Problem to solve: Can you write out the whole listing exactly?

Supplied material:
>>>>>
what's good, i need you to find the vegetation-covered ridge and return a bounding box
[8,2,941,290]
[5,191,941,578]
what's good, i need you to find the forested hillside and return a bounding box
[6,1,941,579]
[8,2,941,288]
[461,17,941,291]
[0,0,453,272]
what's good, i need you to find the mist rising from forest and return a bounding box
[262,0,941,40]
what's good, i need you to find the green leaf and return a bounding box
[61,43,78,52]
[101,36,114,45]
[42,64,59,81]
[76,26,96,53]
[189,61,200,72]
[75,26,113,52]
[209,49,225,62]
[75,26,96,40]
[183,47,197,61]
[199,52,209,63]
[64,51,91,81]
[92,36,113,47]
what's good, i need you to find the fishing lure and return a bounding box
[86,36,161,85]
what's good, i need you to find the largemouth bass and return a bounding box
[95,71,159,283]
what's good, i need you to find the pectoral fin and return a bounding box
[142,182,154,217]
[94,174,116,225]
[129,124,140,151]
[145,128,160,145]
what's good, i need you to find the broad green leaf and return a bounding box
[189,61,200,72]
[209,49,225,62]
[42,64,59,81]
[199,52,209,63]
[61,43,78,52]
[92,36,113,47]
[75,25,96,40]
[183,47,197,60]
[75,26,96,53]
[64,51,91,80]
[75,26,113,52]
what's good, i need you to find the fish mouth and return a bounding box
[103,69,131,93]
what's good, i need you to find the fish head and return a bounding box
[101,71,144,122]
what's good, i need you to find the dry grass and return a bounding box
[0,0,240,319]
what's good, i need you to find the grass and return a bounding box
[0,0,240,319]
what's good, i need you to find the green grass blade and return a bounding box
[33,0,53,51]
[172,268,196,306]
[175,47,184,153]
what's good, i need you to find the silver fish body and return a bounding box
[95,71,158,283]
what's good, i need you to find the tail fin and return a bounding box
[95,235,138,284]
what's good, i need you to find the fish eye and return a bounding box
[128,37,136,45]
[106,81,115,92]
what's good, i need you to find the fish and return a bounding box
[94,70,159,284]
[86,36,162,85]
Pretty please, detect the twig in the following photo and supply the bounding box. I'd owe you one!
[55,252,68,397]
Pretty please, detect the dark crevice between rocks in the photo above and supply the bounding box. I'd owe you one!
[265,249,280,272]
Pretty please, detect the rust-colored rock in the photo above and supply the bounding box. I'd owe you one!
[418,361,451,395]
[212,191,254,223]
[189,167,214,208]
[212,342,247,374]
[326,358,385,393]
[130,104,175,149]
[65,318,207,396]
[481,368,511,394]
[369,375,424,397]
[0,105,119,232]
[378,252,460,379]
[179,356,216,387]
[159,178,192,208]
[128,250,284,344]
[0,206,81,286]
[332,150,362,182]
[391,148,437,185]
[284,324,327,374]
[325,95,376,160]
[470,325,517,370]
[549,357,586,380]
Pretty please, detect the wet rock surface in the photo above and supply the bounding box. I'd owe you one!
<<<<<
Task solution:
what's good, i need you to find the vegetation-covered ridge and return a bounding box
[8,2,941,290]
[5,191,941,578]
what's good, i need you to find the forested hillside and return a bounding box
[6,1,941,579]
[8,2,941,288]
[461,17,941,291]
[0,0,453,272]
what's good, i need you to find the mist rising from forest and return a bounding box
[262,0,941,40]
what's good, i need you to find the green leaf and return a bounding box
[61,43,78,52]
[101,36,114,45]
[42,64,59,81]
[76,26,96,53]
[189,61,200,72]
[75,26,113,52]
[209,49,225,62]
[75,26,96,40]
[183,47,197,61]
[199,52,209,63]
[64,51,91,81]
[92,36,113,47]
what's good, i need you to find the fishing lure and return a bounding box
[86,36,161,85]
what's good, i need you to find the largemouth bass and return a bounding box
[95,71,159,283]
what's good, i need you to find the pectoral fin and return a bounding box
[142,182,154,217]
[94,174,116,225]
[129,124,140,151]
[145,128,160,145]
what's good, i need you to find the broad green leaf and return a bounding box
[189,61,200,72]
[209,49,225,62]
[42,64,59,81]
[199,52,209,63]
[61,43,78,52]
[92,36,113,47]
[75,25,96,40]
[183,47,197,60]
[75,26,96,53]
[64,51,91,80]
[75,26,113,52]
what's good, i need you to find the fish mouth and return a bounding box
[103,69,131,93]
what's good, i need you to find the fish head and return a bounding box
[101,71,144,122]
what's good, i need you to find the dry grass and return a bounding box
[0,0,240,319]
what's good, i need you to find the grass and return a bounding box
[0,0,240,319]
what's good, i need you to find the green grass blade and return a bounding box
[33,0,53,51]
[172,268,196,306]
[175,47,184,153]
what's good, i need you to find the silver fish body and return a bounding box
[95,71,158,283]
what's good, i need you to find the tail fin and return a bounding box
[95,235,138,284]
what's good, i need you to find the fish eye and return a bounding box
[128,37,136,45]
[106,81,115,92]
what's good, i need you to find the fish and return a bounding box
[94,70,159,284]
[86,36,162,85]
Pretty please, detect the twig in the following photo and supply the bounding box. I'd owe you one!
[55,252,68,397]
Pretty please, detect the dark crevice between rocks in the photo above and supply the bounding box. I'd owe you one!
[265,249,280,272]
Pretty please, detect the rust-colored rock in the photo above and supply the bounding box. I'd owe you one!
[418,361,451,395]
[212,191,254,223]
[189,167,214,208]
[212,342,247,374]
[326,358,385,393]
[130,104,175,149]
[65,318,207,396]
[481,368,511,394]
[369,375,424,397]
[0,105,119,232]
[378,252,460,379]
[179,356,216,387]
[159,178,192,208]
[128,250,284,344]
[0,206,81,286]
[332,150,362,182]
[391,148,437,185]
[284,324,327,374]
[325,95,376,160]
[470,325,517,370]
[549,357,586,380]
Pretty please, detect the wet rock surface in the photo above and supply the bounding box. I'd owe you one!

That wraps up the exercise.